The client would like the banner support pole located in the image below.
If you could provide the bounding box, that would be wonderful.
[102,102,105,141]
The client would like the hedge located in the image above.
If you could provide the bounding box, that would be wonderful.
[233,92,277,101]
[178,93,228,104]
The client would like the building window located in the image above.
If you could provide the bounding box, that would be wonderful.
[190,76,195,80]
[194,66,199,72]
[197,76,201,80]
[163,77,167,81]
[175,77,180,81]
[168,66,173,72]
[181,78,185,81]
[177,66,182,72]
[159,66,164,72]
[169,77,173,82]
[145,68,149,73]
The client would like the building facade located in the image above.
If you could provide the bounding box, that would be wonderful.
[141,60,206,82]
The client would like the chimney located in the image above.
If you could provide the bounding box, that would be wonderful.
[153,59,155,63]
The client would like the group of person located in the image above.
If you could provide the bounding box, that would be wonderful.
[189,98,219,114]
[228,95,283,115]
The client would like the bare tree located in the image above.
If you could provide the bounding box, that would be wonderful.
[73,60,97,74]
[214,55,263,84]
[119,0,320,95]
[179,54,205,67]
----
** ACTIVITY **
All the lines above should be written out once more, exactly.

** SOLUTION **
The client would like the banner support pole located in the image below.
If you could provide the bounding box, that would be wonderful.
[102,102,105,141]
The client would like the hedge located in the image above.
If you could provide the bounding box, that would be wonderful.
[233,92,277,101]
[178,93,228,104]
The client would like the building window located in the image above.
If you could provide the bounding box, that would be wonderful.
[190,76,195,80]
[194,66,199,72]
[197,76,201,80]
[163,77,167,81]
[175,77,180,81]
[168,66,173,72]
[181,78,185,81]
[177,66,182,72]
[159,66,164,72]
[169,77,173,82]
[145,68,149,73]
The client would like the building facade located in the image above.
If you could provide the bounding box, that would be wonderful.
[141,60,206,82]
The client would like the chimney located in the image above.
If you could provide the bounding box, that would be wonderful.
[153,59,155,63]
The client would like the group of person located in the image above.
If you could provide the bounding box, that would be wonderful.
[189,98,219,114]
[228,95,283,115]
The client would like the bare tree located in the image above.
If you could provide the bounding box, that would be wonderful.
[73,60,97,74]
[214,55,263,84]
[119,0,320,95]
[179,54,205,67]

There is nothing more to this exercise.